------ DATA SHOWN
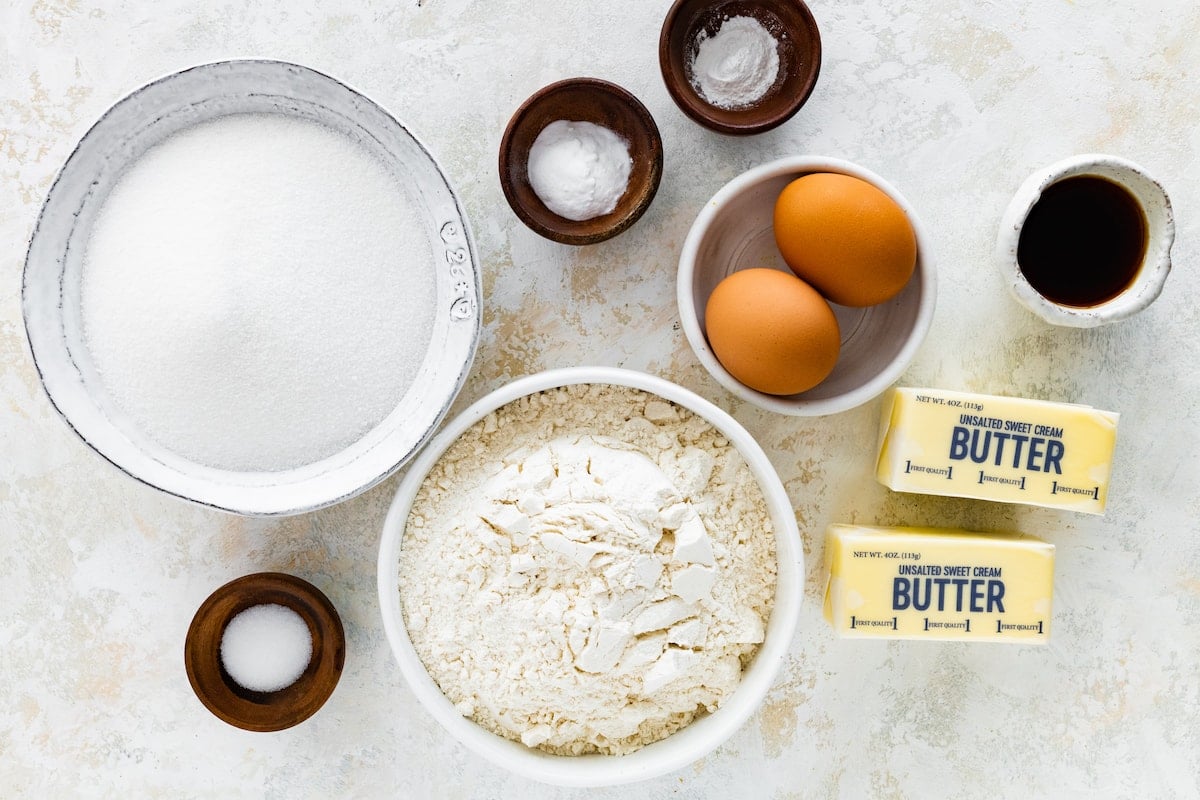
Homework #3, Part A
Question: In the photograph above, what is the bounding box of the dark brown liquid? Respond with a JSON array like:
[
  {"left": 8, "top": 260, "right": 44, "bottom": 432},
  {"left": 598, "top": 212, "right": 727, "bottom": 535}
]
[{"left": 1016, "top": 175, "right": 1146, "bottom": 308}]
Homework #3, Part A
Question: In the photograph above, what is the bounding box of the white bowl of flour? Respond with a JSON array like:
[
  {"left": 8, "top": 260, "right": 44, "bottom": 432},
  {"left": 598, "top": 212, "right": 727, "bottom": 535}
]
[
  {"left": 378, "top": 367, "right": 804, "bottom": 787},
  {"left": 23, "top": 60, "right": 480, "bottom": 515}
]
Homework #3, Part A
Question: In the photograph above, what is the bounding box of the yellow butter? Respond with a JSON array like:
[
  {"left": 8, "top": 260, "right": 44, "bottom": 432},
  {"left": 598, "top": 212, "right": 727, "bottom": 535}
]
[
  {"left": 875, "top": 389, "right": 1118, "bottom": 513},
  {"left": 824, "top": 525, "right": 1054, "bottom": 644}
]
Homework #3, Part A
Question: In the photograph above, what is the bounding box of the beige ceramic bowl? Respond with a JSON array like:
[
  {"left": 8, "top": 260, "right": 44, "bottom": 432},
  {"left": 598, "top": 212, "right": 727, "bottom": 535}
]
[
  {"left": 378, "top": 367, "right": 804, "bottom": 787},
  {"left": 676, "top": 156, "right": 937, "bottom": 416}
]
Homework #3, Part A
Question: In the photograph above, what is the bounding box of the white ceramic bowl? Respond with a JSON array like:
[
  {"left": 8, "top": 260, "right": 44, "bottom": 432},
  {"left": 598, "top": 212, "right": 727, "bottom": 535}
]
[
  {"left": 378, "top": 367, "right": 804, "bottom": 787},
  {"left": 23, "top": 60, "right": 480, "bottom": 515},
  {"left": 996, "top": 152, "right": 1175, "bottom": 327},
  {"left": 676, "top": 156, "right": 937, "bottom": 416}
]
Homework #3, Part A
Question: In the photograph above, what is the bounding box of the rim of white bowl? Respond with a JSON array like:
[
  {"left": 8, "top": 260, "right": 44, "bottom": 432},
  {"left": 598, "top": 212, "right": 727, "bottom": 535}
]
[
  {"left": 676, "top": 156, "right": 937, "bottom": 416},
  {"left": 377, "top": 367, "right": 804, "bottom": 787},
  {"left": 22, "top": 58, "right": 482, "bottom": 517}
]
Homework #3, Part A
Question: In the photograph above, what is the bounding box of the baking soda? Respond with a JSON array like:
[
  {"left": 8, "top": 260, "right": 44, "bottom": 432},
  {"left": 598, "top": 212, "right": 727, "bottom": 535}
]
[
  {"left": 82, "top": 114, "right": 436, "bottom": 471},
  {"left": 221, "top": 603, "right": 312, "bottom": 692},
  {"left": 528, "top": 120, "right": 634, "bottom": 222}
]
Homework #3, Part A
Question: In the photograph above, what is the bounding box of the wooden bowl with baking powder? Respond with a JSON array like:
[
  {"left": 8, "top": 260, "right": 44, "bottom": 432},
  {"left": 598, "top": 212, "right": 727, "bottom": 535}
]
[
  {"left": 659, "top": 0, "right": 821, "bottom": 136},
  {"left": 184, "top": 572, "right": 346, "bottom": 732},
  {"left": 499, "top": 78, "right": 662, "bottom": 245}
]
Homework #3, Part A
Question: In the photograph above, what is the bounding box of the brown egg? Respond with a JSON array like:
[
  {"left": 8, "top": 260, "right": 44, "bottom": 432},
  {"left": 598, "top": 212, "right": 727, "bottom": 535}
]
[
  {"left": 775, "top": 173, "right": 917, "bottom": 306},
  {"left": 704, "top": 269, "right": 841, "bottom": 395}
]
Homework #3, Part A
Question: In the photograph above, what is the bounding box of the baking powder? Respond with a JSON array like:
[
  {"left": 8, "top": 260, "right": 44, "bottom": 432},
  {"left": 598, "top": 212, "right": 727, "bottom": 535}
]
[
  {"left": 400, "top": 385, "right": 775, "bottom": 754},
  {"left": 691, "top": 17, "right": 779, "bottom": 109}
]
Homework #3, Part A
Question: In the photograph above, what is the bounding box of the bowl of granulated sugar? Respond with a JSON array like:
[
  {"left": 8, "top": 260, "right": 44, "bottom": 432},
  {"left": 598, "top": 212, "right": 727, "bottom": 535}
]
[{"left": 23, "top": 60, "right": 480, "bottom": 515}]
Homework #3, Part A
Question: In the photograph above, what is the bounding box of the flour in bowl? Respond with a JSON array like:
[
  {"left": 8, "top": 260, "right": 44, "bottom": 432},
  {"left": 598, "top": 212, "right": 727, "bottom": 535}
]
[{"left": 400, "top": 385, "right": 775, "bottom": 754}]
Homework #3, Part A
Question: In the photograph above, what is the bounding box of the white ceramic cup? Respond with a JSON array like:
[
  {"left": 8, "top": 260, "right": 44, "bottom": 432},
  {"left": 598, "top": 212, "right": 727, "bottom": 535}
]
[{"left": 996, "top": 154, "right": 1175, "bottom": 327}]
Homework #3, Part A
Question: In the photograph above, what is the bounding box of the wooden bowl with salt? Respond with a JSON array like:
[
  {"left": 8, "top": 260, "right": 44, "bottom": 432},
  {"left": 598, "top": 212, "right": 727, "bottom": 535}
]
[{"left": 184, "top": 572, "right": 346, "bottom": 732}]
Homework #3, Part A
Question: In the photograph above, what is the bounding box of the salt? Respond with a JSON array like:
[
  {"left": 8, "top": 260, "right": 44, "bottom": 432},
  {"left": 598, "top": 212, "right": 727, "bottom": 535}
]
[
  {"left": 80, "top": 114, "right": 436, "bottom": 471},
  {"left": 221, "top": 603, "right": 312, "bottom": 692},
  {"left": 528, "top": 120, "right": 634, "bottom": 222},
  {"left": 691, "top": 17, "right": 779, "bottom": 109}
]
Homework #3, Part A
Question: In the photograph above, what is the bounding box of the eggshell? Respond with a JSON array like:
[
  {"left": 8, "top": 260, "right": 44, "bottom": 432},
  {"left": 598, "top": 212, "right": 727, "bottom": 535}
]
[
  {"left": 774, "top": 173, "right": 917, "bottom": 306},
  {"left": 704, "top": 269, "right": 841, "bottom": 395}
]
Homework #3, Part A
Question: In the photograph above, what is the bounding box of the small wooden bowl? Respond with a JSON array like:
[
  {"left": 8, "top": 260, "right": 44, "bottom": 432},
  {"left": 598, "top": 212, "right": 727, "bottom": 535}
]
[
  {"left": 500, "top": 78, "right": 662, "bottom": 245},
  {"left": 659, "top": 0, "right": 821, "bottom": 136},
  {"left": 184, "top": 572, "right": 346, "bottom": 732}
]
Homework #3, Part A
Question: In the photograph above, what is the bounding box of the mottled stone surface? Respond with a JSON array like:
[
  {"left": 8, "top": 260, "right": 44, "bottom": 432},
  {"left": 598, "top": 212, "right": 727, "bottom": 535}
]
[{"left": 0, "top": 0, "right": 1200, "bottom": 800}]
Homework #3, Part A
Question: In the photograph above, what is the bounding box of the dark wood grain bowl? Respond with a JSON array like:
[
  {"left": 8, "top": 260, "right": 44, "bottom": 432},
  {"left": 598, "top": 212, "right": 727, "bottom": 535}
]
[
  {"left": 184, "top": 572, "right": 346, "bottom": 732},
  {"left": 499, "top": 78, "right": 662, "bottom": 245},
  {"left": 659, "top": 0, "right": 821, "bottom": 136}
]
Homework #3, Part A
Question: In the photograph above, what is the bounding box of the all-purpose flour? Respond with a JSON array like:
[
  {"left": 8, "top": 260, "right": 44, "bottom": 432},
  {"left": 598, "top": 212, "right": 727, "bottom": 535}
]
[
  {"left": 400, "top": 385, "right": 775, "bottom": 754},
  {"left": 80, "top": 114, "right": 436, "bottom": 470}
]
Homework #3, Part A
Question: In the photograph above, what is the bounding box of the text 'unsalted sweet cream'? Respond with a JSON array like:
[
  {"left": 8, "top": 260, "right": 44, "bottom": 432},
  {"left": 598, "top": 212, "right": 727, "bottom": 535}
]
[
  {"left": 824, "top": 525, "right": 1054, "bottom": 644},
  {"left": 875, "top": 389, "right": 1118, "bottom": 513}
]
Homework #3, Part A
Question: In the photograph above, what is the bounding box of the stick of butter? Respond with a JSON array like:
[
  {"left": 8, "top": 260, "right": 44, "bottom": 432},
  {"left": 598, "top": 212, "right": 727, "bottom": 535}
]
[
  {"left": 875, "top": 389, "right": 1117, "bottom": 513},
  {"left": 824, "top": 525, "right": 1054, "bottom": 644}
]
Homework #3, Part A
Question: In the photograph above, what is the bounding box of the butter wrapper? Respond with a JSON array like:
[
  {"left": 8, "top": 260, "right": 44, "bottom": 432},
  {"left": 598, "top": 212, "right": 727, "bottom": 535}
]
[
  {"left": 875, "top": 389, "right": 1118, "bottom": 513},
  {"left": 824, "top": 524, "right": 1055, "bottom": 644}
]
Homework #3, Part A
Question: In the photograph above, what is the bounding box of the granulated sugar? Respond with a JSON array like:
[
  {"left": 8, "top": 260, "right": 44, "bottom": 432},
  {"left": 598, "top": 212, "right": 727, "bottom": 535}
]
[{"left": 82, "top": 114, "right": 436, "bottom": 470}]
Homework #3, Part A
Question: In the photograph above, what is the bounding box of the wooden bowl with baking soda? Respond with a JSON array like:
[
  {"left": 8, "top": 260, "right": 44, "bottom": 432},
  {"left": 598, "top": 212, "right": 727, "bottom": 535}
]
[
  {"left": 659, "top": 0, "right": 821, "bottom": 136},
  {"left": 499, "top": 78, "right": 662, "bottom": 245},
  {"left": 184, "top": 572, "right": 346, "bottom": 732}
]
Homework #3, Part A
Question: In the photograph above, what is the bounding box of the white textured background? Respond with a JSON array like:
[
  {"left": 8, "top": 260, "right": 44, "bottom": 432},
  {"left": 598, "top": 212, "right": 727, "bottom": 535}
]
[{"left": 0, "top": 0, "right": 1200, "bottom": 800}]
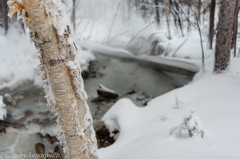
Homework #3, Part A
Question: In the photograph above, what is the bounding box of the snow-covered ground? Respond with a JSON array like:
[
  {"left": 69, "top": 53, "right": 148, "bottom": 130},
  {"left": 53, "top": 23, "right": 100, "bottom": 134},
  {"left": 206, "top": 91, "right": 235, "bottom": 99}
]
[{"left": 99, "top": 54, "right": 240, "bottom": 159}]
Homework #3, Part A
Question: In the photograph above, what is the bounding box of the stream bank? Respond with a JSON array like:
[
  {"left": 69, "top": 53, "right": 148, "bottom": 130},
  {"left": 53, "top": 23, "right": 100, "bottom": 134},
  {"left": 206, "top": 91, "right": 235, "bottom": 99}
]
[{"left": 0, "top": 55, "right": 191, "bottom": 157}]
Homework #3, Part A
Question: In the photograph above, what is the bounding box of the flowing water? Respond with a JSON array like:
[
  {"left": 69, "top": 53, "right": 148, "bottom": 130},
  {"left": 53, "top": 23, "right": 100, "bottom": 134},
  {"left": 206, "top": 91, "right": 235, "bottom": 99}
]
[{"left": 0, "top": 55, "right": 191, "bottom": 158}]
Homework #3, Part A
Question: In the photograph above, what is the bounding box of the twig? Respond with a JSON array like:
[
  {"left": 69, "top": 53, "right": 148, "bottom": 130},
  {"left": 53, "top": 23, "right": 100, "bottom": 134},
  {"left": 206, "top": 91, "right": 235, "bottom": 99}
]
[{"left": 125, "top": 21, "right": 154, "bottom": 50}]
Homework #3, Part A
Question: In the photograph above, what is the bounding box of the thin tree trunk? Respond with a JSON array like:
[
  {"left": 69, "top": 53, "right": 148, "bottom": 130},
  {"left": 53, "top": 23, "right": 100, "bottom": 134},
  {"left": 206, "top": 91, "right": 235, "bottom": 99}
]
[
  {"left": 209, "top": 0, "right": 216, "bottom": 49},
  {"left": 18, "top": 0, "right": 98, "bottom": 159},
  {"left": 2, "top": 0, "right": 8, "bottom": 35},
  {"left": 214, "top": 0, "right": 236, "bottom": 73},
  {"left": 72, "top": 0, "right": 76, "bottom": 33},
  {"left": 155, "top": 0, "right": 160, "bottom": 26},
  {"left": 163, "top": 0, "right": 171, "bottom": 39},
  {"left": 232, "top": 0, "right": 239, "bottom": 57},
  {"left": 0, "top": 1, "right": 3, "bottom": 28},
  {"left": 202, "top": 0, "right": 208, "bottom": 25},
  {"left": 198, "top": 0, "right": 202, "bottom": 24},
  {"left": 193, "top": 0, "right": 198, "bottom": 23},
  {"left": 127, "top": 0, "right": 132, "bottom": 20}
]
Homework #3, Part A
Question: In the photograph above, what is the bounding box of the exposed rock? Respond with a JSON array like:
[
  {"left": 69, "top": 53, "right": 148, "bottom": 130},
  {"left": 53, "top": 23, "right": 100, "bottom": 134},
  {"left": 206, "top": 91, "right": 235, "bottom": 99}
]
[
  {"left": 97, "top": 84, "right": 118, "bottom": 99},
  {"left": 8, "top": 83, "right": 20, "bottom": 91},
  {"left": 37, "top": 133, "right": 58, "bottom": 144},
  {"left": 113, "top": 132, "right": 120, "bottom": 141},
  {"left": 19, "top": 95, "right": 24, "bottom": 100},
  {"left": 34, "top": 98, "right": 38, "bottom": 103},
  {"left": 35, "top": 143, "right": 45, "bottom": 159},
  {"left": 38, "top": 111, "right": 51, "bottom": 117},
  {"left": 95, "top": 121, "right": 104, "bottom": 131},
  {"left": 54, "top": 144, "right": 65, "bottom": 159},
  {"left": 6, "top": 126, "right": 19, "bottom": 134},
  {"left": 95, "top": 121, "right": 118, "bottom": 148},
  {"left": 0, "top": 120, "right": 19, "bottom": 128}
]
------------
(TASK OBJECTIVE)
List every line of the data that contains the word "butter", copying each line in full.

(SOLUTION TO THIS EXERCISE)
Question: In the photograph above, what is the bounding box of the yellow butter? Respond with a JSON array like:
Question: In the photograph above, what is the bounding box of the stick of butter? Respond with a JSON array like:
Question: In the photograph above, what is the bounding box of the butter wrapper? Respond with a JSON array like:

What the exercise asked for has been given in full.